>>>>>

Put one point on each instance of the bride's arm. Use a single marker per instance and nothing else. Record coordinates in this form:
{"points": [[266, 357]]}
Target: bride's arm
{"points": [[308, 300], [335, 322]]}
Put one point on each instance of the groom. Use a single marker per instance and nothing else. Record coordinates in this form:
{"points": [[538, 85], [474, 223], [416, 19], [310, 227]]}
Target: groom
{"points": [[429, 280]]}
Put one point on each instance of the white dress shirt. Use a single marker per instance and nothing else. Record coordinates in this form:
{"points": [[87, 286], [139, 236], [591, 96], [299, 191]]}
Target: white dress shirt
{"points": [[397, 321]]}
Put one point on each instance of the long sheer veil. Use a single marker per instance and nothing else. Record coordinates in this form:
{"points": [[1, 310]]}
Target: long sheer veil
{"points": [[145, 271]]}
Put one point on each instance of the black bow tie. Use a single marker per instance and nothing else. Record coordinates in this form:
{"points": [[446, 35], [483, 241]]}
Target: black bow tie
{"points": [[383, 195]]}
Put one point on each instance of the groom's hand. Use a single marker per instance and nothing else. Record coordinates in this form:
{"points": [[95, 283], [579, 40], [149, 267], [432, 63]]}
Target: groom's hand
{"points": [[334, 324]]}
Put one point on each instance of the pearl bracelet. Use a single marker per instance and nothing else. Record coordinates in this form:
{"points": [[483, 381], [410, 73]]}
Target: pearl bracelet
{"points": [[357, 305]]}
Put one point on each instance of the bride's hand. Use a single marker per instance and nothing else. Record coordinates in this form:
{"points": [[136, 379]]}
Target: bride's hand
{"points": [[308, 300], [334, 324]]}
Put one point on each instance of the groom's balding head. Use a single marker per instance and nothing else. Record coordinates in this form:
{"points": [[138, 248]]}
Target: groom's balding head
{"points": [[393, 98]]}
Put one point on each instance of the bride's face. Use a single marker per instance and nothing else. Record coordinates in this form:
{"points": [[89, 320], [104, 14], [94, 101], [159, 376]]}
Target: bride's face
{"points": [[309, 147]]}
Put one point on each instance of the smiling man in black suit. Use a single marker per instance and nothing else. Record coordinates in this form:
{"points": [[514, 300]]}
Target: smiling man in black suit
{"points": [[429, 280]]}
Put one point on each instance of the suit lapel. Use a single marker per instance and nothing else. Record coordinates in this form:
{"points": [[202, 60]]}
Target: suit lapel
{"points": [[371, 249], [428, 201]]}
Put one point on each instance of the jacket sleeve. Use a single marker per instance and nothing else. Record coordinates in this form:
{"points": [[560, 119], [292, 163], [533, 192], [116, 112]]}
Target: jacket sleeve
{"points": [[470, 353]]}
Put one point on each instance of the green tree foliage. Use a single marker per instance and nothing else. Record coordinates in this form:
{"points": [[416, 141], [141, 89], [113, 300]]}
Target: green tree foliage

<<<<<

* WHAT IS EXPECTED:
Update the data above by replacing every occurrence of "single marker" with "single dot" and leaving all other text unchanged.

* SOLUTION BELOW:
Put one point on each instance of the bride's arm. Use a single dot per instance and nothing else. Record coordinates in this form:
{"points": [[266, 357]]}
Target: bride's arm
{"points": [[308, 300], [335, 322]]}
Put one point on each instance of the groom. Use a single dot per instance and nothing else. Record coordinates in this form:
{"points": [[538, 85], [474, 223], [416, 19], [310, 227]]}
Target: groom
{"points": [[429, 280]]}
Put one point on each instance of the white dress shirt. Use a single dot per instance and nothing else. Record coordinates in this form:
{"points": [[87, 286], [139, 236], [591, 96], [299, 191]]}
Target: white dress shirt
{"points": [[397, 321]]}
Put one point on each instance of the long sheer veil. Use a single dot per instance and nothing else. Record coordinates in this form:
{"points": [[1, 310]]}
Target: long sheer veil
{"points": [[145, 271]]}
Put one point on each instance of the black bow tie. Use a single dot per instance and nothing else. Record coordinates in this form:
{"points": [[446, 35], [483, 241]]}
Target: black bow tie
{"points": [[383, 195]]}
Put one point on each instance of the groom's hand. Use a single dot per instance and nothing else. Record coordinates in this form:
{"points": [[95, 283], [579, 40], [149, 267], [432, 63]]}
Target: groom's hand
{"points": [[334, 324]]}
Put one point on each instance of the pearl bracelet. Use a single dot per instance and nothing else. Record coordinates in this form:
{"points": [[483, 381], [410, 73]]}
Target: pearl bracelet
{"points": [[357, 305]]}
Put one point on each instance of the bride's hand. Use a single dot per instance and nothing else. Record coordinates in this form:
{"points": [[136, 379]]}
Target: bride's hand
{"points": [[308, 300], [334, 324]]}
Put one point on each instance of the groom's balding head. Use a single dot per instance and nothing else. Record coordinates in this form:
{"points": [[138, 248]]}
Target: groom's balding head
{"points": [[393, 98]]}
Put one point on each instance of the bride's face. Use a single dot per instance and nothing else. Record coordinates in this form:
{"points": [[89, 320], [104, 14], [94, 101], [159, 376]]}
Target: bride's face
{"points": [[309, 147]]}
Put one point on each instance of the smiling man in black suit. Use a single dot per instance and nothing else. Record coordinates in this form:
{"points": [[514, 300]]}
Target: smiling man in black suit
{"points": [[429, 280]]}
Put one point on each instance of the suit lapel. Use a single dot per instance and nothing else. Record coordinates in this form:
{"points": [[202, 60]]}
Target: suit lapel
{"points": [[371, 249], [428, 201]]}
Put one point on each instance of the jacket sleeve. Use a single dot per instance and nothing else. Record coordinates in this form:
{"points": [[560, 119], [292, 163], [533, 192], [116, 112]]}
Target: jacket sleeve
{"points": [[470, 353]]}
Put one point on each instance of the green tree foliage. Use a single dot per instance and nothing else. Record coordinates in this form:
{"points": [[416, 141], [141, 89], [113, 300]]}
Target: green tree foliage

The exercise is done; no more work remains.